---- Seitentext

Hier kurz zur Erläuterung, was sich hinter den beiden Idee verbirgt. Die “Donut-Ökonomie” benutzt ein Ringdiagramm, um planetare Grenzen und Bereiche, in denen diese über- oder unterschritten werden, aufzuzeigen. Vereinfacht gesagt will man Aktivitäten, in denen man Kapazitäten überschreitet, zu Gunsten von Aktivitäten, wo Kapazitäten möglich und nötig sind, umsteuern. Der “Degrowth” Ansatz betont, dass jegliches Wachstum — auch Wachstum durch Innovation — mit erhöhtem Energieaufwand einhergeht. Daraus wird geschlussfolgert, dass eine Einsparung von CO2 nur durch eine Reduzierung wirtschaftlicher Aktivitäten zu erreichen ist. Die Professoren der Wirtschaftswissenschaften griffen die Einwürfe der Jurist:innen aber nicht auf.

--------
---- Vorliegende Angaben

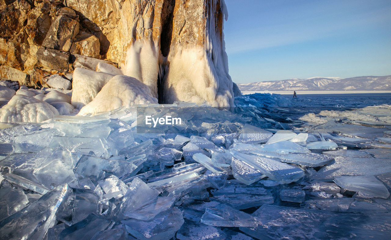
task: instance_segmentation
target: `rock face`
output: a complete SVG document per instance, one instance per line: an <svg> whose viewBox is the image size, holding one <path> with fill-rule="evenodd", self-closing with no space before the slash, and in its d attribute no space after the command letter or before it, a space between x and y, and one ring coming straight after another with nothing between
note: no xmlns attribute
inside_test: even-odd
<svg viewBox="0 0 391 240"><path fill-rule="evenodd" d="M118 63L160 103L233 106L223 0L11 2L0 7L0 64L25 73L29 86L39 86L43 70L95 70L91 58Z"/></svg>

--------

Zu erledigende Aufgaben:
1. Gib den Abschnitt des Seitentexts von „Hier kurz zur“ bis „aber nicht auf.“ wortgetreu wieder.
2. Welche Wörter im Seitentext enden auf „-ung“?
3. Fasse den Seitentext in zwei Sätzen zusammen.
Die Einträge werden hier nicht gebraucht.

Richtige Antworten:
1.
Hier kurz zur Erläuterung, was sich hinter den beiden Idee verbirgt. Die “Donut-Ökonomie” benutzt ein Ringdiagramm, um planetare Grenzen und Bereiche, in denen diese über- oder unterschritten werden, aufzuzeigen. Vereinfacht gesagt will man Aktivitäten, in denen man Kapazitäten überschreitet, zu Gunsten von Aktivitäten, wo Kapazitäten möglich und nötig sind, umsteuern. Der “Degrowth” Ansatz betont, dass jegliches Wachstum — auch Wachstum durch Innovation — mit erhöhtem Energieaufwand einhergeht. Daraus wird geschlussfolgert, dass eine Einsparung von CO2 nur durch eine Reduzierung wirtschaftlicher Aktivitäten zu erreichen ist. Die Professoren der Wirtschaftswissenschaften griffen die Einwürfe der Jurist:innen aber nicht auf.

2. Erläuterung, Einsparung, Reduzierung

3. Die Donut-Ökonomie zeigt mit einem Ringdiagramm, wo planetare Grenzen über- oder unterschritten werden, und will Aktivitäten entsprechend umsteuern. Der Degrowth-Ansatz sieht jedes Wachstum mit erhöhtem Energieaufwand verbunden und folgert, dass CO2 nur durch eine Reduzierung wirtschaftlicher Aktivitäten einzusparen ist, während die Professoren der Wirtschaftswissenschaften die Einwürfe der Jurist:innen nicht aufgriffen.